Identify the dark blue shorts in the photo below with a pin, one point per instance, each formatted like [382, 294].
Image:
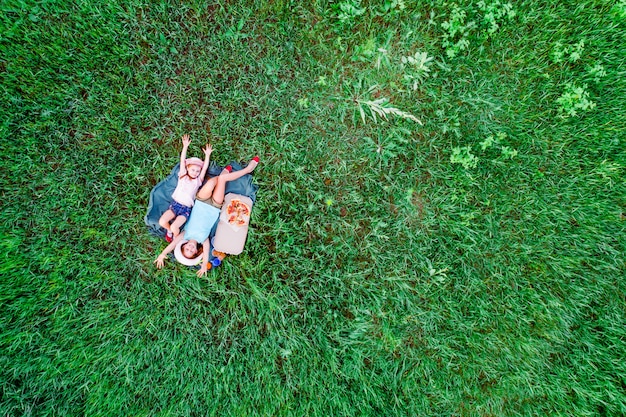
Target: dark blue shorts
[180, 210]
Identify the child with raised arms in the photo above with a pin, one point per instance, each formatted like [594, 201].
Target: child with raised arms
[190, 178]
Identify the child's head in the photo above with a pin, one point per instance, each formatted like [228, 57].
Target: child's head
[188, 252]
[194, 167]
[191, 250]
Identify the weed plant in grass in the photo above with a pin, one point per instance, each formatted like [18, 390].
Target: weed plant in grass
[472, 264]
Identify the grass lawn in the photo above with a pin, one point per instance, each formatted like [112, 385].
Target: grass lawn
[439, 229]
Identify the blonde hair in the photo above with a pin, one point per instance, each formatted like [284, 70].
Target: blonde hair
[199, 249]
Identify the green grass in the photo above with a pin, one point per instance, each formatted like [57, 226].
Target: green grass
[379, 278]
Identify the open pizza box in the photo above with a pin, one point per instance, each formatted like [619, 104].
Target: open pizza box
[232, 228]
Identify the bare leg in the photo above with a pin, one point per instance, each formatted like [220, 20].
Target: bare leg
[166, 218]
[177, 224]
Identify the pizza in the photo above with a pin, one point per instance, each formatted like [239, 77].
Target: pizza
[238, 212]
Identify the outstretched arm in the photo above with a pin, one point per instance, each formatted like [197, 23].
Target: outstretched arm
[183, 155]
[160, 260]
[206, 247]
[207, 157]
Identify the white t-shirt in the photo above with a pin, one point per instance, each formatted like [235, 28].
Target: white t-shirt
[186, 189]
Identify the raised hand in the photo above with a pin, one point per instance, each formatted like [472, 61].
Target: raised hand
[208, 150]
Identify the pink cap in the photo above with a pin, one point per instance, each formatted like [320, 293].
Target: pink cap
[194, 161]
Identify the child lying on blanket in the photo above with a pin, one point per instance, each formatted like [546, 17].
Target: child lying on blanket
[204, 214]
[190, 178]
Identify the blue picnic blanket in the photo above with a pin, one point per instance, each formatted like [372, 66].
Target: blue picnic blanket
[161, 195]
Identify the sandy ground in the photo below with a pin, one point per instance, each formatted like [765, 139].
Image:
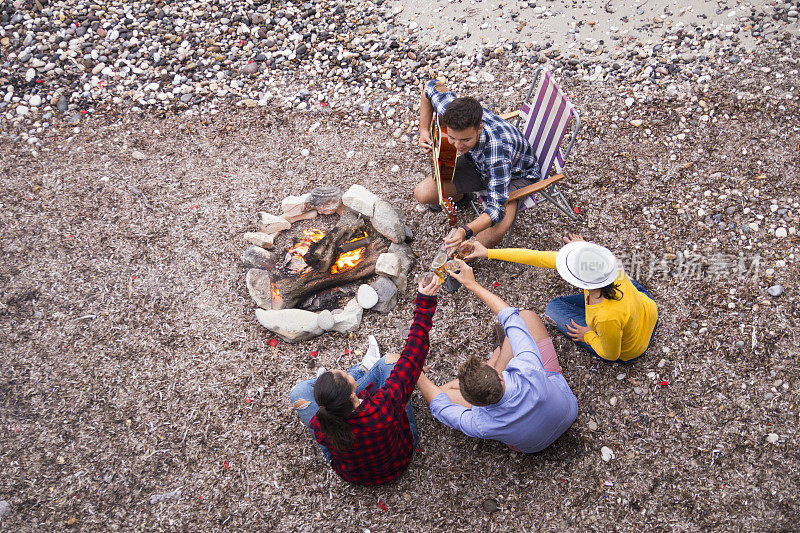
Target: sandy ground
[133, 365]
[478, 23]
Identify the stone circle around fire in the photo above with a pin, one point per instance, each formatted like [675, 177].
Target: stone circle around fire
[391, 266]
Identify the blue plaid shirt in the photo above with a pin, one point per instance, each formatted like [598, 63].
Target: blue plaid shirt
[502, 154]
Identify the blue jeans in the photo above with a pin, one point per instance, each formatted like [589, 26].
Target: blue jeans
[564, 309]
[376, 376]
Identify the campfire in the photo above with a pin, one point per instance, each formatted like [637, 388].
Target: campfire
[325, 277]
[319, 260]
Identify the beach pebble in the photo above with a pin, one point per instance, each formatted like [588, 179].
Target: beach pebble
[775, 290]
[367, 296]
[606, 453]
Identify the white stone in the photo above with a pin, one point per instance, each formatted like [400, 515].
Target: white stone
[349, 318]
[269, 223]
[359, 199]
[388, 265]
[325, 320]
[259, 287]
[295, 205]
[292, 325]
[389, 222]
[367, 297]
[607, 453]
[308, 215]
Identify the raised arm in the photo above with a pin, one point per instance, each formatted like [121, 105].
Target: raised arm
[527, 257]
[425, 118]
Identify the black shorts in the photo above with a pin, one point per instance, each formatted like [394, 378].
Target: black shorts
[466, 178]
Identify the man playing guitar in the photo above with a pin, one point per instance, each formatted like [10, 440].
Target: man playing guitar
[492, 155]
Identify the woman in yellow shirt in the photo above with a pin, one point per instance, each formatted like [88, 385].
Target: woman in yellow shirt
[614, 318]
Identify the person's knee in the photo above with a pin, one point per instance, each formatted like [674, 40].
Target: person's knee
[550, 308]
[301, 404]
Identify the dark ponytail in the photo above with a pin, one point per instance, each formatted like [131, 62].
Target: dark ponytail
[611, 292]
[332, 394]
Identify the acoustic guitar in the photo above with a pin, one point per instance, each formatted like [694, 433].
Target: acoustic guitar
[443, 159]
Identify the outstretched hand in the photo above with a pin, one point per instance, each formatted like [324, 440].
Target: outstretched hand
[572, 237]
[432, 286]
[473, 250]
[576, 331]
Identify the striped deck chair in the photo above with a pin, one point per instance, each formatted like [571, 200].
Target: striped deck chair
[544, 121]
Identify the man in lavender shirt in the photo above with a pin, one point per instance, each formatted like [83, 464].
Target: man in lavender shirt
[519, 395]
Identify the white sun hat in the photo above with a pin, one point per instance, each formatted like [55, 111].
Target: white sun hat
[587, 265]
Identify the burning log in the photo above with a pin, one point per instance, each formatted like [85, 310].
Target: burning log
[349, 267]
[322, 254]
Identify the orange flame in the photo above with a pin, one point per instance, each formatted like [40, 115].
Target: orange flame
[311, 236]
[347, 260]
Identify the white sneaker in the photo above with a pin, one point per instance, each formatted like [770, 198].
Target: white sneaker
[373, 353]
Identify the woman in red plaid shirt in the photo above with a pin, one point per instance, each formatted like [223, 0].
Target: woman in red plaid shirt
[362, 418]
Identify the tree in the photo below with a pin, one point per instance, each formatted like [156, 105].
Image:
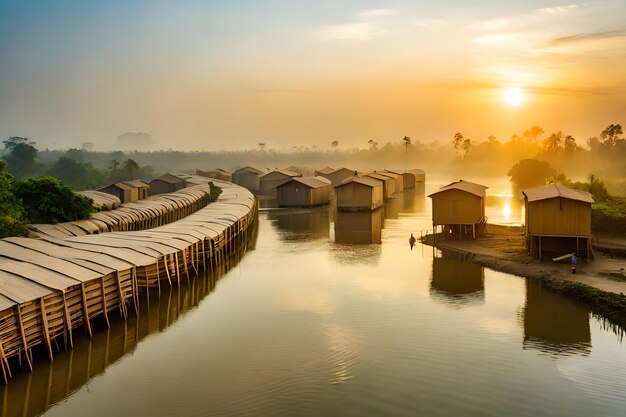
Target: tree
[533, 134]
[20, 154]
[466, 145]
[457, 142]
[113, 165]
[530, 173]
[9, 204]
[407, 143]
[553, 142]
[611, 135]
[47, 200]
[569, 144]
[131, 167]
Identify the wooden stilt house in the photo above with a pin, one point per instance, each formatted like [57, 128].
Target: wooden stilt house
[359, 193]
[459, 208]
[558, 221]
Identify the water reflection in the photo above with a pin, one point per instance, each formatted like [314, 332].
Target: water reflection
[414, 199]
[457, 282]
[554, 324]
[363, 227]
[504, 209]
[30, 394]
[301, 224]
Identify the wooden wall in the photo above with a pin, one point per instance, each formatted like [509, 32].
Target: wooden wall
[359, 196]
[558, 217]
[457, 207]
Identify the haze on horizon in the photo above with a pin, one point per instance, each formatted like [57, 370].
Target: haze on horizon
[227, 75]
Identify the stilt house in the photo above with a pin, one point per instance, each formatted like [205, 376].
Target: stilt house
[459, 208]
[558, 221]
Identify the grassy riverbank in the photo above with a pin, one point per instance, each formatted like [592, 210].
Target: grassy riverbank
[502, 248]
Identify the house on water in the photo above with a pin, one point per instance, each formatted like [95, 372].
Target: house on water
[389, 183]
[361, 227]
[337, 176]
[558, 221]
[359, 193]
[122, 191]
[141, 186]
[248, 177]
[271, 180]
[166, 183]
[399, 179]
[412, 177]
[459, 208]
[218, 174]
[303, 192]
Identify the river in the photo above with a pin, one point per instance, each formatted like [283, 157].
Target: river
[335, 315]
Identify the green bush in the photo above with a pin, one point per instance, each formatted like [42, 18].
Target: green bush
[609, 217]
[47, 200]
[10, 227]
[215, 191]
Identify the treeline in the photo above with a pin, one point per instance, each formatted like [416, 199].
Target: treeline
[608, 213]
[37, 200]
[604, 156]
[76, 168]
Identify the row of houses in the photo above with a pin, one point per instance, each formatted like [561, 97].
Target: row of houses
[557, 218]
[133, 190]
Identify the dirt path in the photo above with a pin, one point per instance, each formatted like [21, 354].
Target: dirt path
[502, 248]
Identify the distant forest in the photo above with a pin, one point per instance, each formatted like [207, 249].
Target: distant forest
[603, 156]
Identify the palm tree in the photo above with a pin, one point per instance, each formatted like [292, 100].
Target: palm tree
[457, 142]
[407, 142]
[569, 144]
[611, 134]
[553, 142]
[131, 166]
[466, 145]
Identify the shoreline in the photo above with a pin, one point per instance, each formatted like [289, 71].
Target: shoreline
[600, 283]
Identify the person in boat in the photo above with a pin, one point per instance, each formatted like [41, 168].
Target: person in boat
[412, 241]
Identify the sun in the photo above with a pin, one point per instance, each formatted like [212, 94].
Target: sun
[513, 96]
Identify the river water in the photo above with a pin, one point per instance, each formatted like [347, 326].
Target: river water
[335, 315]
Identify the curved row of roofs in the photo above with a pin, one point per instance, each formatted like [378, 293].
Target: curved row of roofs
[557, 218]
[72, 273]
[354, 190]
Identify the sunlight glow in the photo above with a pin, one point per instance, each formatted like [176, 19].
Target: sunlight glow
[513, 96]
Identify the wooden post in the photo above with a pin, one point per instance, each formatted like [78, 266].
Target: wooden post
[85, 310]
[68, 321]
[5, 366]
[104, 302]
[46, 329]
[120, 294]
[24, 342]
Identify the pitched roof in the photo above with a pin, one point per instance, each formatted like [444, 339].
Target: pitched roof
[137, 183]
[468, 187]
[248, 168]
[327, 170]
[284, 172]
[169, 178]
[313, 182]
[379, 176]
[556, 190]
[370, 182]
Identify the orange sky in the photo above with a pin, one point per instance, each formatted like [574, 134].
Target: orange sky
[208, 77]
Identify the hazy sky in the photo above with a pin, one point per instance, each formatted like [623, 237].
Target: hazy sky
[211, 75]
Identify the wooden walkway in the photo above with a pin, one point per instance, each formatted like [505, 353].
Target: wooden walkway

EXERCISE DESCRIPTION: Set down only these lines, exactly: the line containing "Identify the distant" and each line after it, through the end of the listing.

RESPONSE:
Identify the distant forest in the photo above with a pin, one point per instance, each formatted like [207, 249].
Target: distant forest
[603, 156]
Identify the palm tree in the photo above with a pin, one point per instance, each formatted like [292, 100].
Target: palm tree
[457, 142]
[407, 142]
[569, 144]
[611, 134]
[553, 142]
[131, 166]
[466, 145]
Identify the shoreline in the photo above with a pin, one point per instance, each formatted like [289, 71].
Target: shoreline
[600, 283]
Identify the person in boat in the photo above with a pin, one point per instance, each formatted like [41, 168].
Target: person in boat
[412, 241]
Identify the sun in the photo above with a pin, one point per instance, each formatted like [212, 94].
Target: sun
[513, 96]
Identify the river water in the photo above with a pin, one point per instance, each formatted like [347, 326].
Target: river water
[335, 315]
Identify the curved row of roofs in the photo above with a pin, one point per instance, each formatted like [378, 293].
Target: curved row of roofs
[557, 218]
[72, 273]
[354, 190]
Identify the sunlight glow in the photo above with a pin, one point per instance, each formatted like [176, 19].
Target: sunlight glow
[513, 96]
Identify the wooden post in the photo above with a pin, one point per instance, each formatted like [78, 266].
Target: wooden post
[85, 310]
[68, 321]
[5, 366]
[104, 302]
[46, 329]
[120, 294]
[24, 342]
Identify the pitched roof in the photo above with a pin, one point per instance, each formatted like [444, 339].
Target: pitched roof
[137, 183]
[468, 187]
[248, 168]
[327, 170]
[284, 172]
[169, 178]
[313, 182]
[379, 176]
[556, 190]
[370, 182]
Identify the orange sky in the photo above with a pin, one point per instance, each formatted like [574, 134].
Target: orange sky
[208, 77]
Identify the hazy sky in the photo above with a pin, one point per instance, each formatted like [623, 237].
Target: hazy sky
[211, 75]
Identify the wooden walkway in the photo above with a pin, one point per instance, each formatted like [505, 353].
Target: wooden walkway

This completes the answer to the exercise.